— Start PAGE EXTRACT —

Ah, "one small step for mankind" and all that! Panbot Dan Corcoran not only wrote this interesting entry but actually created it using Panbo's new Blog software. First, of course, he had give me an apple ;-)

Regarding the PB200: I spoke with Airmar yesterday and, as pleased as they are with Dan's Beta testing, they're still not ready to claim that the sensor will work well on anyone's tall mast. More testing is happening in Europe, and I believe Dan will be back at it when winter breaks. I'll also be trying one in the Panbo lab, and fleet.

Posted by: Ben at February 3, 2009 12:23 PM | Reply

Tony Bessinger's take on ultrasonic wind sensors in Sailing World:

http://www.sailingworld.com/sailing-gear/electronics/windspeed-with-no-moving-parts-1000068711.html

Posted by: Ben at February 3, 2009 12:57 PM | Reply

I have used the Maretron WSO100 on my boat all last summer. It is pretty much the same unit without the GPS and accelerometer. I opted out of the GPS version as it seems to me that putting the GPS antenna at the top of a 20 meter sailboat mast is not ideal for accurate reading.
The unit worked great except in two occasions where it started showing wind speeds over 100 knots and temperature above 250F. Needless it was not that windy nor hot. The first time was in the south of Sardinia; it lasted 2 days while I was in port. The second time was between Sardinia and Corsica, it lasted a few hours.

— End PAGE EXTRACT —
— Start RECORDS FOR PROCESSING —

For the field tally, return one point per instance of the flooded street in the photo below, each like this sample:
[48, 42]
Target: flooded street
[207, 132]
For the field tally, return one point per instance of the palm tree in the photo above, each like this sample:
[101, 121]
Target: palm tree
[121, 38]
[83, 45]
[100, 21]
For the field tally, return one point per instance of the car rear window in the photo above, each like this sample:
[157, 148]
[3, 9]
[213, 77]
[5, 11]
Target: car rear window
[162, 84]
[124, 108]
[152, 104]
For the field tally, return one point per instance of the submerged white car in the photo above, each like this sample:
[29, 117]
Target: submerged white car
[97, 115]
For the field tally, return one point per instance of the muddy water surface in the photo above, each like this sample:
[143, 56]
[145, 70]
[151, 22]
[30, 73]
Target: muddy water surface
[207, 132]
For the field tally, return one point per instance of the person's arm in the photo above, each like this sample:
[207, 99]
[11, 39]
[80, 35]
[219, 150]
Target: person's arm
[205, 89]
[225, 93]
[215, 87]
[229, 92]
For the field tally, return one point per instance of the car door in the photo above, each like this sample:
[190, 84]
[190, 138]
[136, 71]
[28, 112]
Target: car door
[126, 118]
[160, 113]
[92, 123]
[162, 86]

— End RECORDS FOR PROCESSING —
— Start RECORDS FOR PROCESSING —

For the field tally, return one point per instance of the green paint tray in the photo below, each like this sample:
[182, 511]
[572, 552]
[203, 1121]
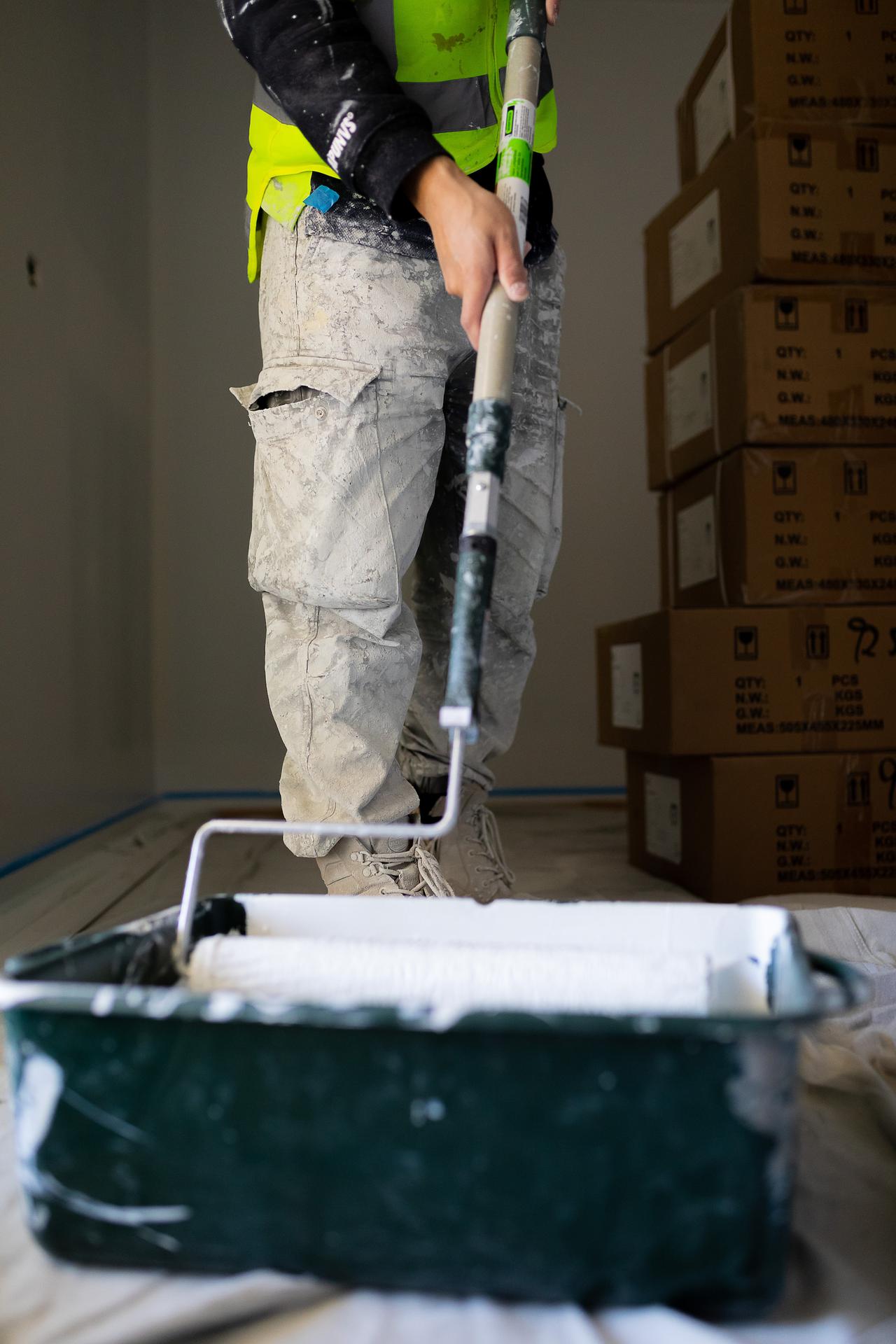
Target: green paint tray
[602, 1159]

— End RECORDS FOR PROCESSING —
— Start RECORDS FOR PROCESSING —

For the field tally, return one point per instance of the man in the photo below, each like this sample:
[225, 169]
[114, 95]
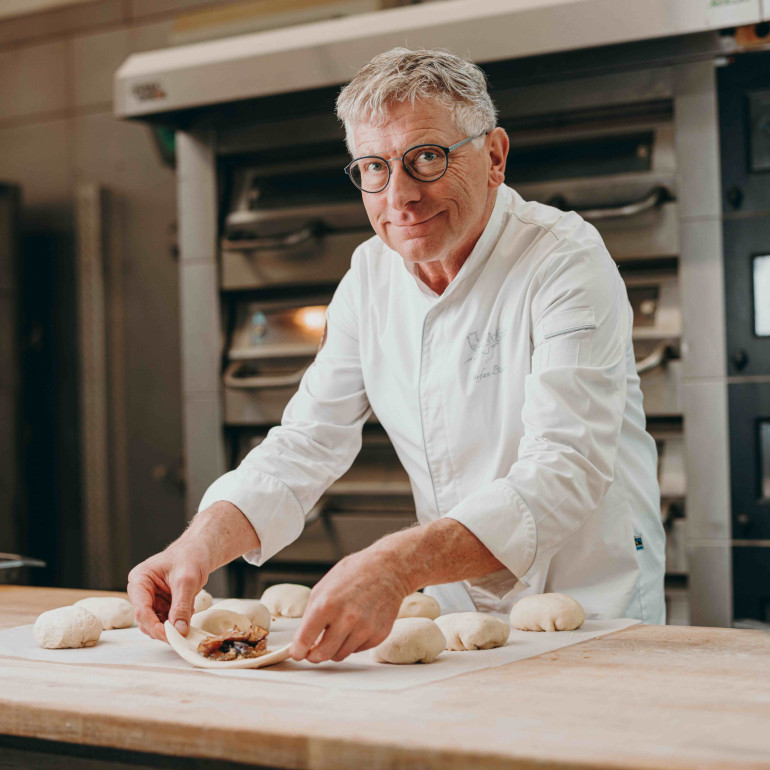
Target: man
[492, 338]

— End RECORDS FOR PROCESSING —

→ EXERCISE TASK A:
Summarize the wind sensor comments in two sentences.
→ EXERCISE TASK B:
In the entries, take the part that opens with the line containing "of the green" and closes with the line containing "[602, 1159]", and switch "paint tray" to "paint roller" there, leaving everything else unchanged. Return only those lines, and omit the picture.

→ WRITTEN ANSWER A:
Airmar is still not ready to claim that the PB200 sensor will work well on anyone's tall mast, and more testing is happening in Europe and in the Panbo lab. One commenter used the Maretron WSO100 all last summer and found that it worked great, except on two occasions when it showed wind speeds over 100 knots and temperatures above 250F.

→ WRITTEN ANSWER B:
For the field tally, return one point per instance of the green paint roller in the photo below, each like this sample:
[182, 511]
[572, 552]
[203, 1121]
Target: green paint roller
[602, 1159]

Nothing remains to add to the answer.